■ **TASK INSTRUCTIONS**
Please format the records as a two-column CSV with the headers input and output, giving one row per record with its text and its answer, each in a single quoted field with line breaks changed to spaces. Begin at the start of the records and stop after the line that contains "[(90, 198)]".

■ **EXTRACTED RECORDS**

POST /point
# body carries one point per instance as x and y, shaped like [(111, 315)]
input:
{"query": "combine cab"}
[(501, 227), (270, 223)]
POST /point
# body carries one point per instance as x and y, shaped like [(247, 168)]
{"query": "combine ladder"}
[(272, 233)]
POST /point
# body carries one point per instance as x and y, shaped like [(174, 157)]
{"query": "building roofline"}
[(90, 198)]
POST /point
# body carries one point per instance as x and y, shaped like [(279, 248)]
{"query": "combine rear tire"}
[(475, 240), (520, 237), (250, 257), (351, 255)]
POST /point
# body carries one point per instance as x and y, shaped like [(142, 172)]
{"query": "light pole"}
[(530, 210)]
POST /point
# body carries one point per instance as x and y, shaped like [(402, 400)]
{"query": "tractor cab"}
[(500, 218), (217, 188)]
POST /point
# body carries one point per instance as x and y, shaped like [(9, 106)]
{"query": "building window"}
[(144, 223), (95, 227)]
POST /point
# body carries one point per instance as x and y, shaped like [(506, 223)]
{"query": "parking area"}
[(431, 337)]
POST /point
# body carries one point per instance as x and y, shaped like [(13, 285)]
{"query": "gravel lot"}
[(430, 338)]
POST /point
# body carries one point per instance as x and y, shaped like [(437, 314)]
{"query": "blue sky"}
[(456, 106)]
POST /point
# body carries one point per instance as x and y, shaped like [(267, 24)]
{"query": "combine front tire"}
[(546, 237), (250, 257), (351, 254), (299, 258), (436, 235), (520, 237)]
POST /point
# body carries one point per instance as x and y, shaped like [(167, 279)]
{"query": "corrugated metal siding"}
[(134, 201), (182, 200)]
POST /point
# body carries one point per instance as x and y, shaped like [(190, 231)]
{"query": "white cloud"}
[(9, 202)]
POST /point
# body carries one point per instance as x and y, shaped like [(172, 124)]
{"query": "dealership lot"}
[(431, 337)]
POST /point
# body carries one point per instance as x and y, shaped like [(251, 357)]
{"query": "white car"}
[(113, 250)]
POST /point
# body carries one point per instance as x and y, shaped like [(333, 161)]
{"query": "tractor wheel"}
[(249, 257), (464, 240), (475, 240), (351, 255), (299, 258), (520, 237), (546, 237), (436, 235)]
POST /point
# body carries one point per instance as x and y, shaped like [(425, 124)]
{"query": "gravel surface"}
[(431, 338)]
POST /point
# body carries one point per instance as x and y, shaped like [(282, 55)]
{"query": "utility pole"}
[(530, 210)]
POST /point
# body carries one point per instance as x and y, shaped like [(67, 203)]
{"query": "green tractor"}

■ **OUTPUT FOR THIS TASK**
input,output
"POST /point # body carries one point per instance as x and y, shaped like [(111, 315)] input: {""query"": ""combine cab""}","[(501, 227), (270, 223)]"
"POST /point # body carries one point per instance as x and y, shaped like [(247, 168)] {""query"": ""combine ladder""}","[(272, 233)]"
"POST /point # body carries one point per instance as x and y, shaped like [(174, 157)] {""query"": ""building roofline""}","[(90, 198)]"